**YOUR OBJECTIVE:**
Give again the West Baden passage below, starting with "In the late 19th" and going on through "original tile work.", word for word.

15 May 2008

West Baden

I can't mention French Lick without mentioning her more sophisticated sister just to the north, West Baden. Originally "Mile Lick," the town was renamed after the famed springs of Wiesbaden, Germany by the first proprietor of a resort here in 1855.
In the late 19th century the hotel added such ammenities as an opera house, a pony and bicycle track, a baseball field, and of course a casino.
In 1901, the hotel burned to the ground.

Lee Sinclair, owner of the resort, rebuilt the hotel in the style of the grandest hotels of Europe, built of non-flammable materials of course, with the largest dome in the world (until the Astrodome was built in 1965.) The construction was completed in a staggering 11 months, a fact that would become apparent in the early 21st century as restoration work began after decades of neglect. The beautiful mosaic tile floor was laid atop shifty dirt, causing the floor to become uneven throughout the years, ruining the original tile work.

In the early 20th century, the Chicago White Sox, Cubs, and the Cincinnati Reds all held spring training in West Baden. Other famous visitors included Al Capone and others looking for a "quiet place to be" within an easy day's train ride from Chicago.
In 1916, Sinclair died, leaving the hotel to his daughter and her husband. The building became an Army Hospital during WWI, when Lillian Sinclair fell in love with an officer she met there, divorcing her husband and selling the hotel to a local casino manager named Ed Ballard.

After the stock market crash in 1929, Ballard continued to operate the hotel and provide jobs to the local residents, even though the number of guests dwindled to almost nil. He managed to keep the hotel open until 1932, when he finally sold it to the Jesuits for one dollar.

The Jesuits stripped the building of its grandeur and turned it into a seminary for the next thirty years. After this period, it became a campus of the Northwood Institute (now known as Northwood University) until 1983. The building remained abandoned and neglected for the next fifteen years or so. I remember visiting in the late 1980's when it was terribly dilapidated. The floor was wavy, water damage buckled the plaster around the exterior walls of the dome. A few years later, one of the exterior walls collapsed from the freezing and thawing cycle of the Southern Indiana winter.

**SUPPLIED DATA:**
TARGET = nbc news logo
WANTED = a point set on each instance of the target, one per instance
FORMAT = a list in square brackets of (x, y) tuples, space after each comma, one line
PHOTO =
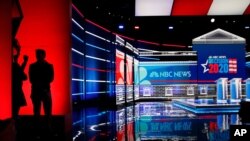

**TASK ANSWER:**
In the late 19th century the hotel added such ammenities as an opera house, a pony and bicycle track, a baseball field, and of course a casino.
In 1901, the hotel burned to the ground.

Lee Sinclair, owner of the resort, rebuilt the hotel in the style of the grandest hotels of Europe, built of non-flammable materials of course, with the largest dome in the world (until the Astrodome was built in 1965.) The construction was completed in a staggering 11 months, a fact that would become apparent in the early 21st century as restoration work began after decades of neglect. The beautiful mosaic tile floor was laid atop shifty dirt, causing the floor to become uneven throughout the years, ruining the original tile work.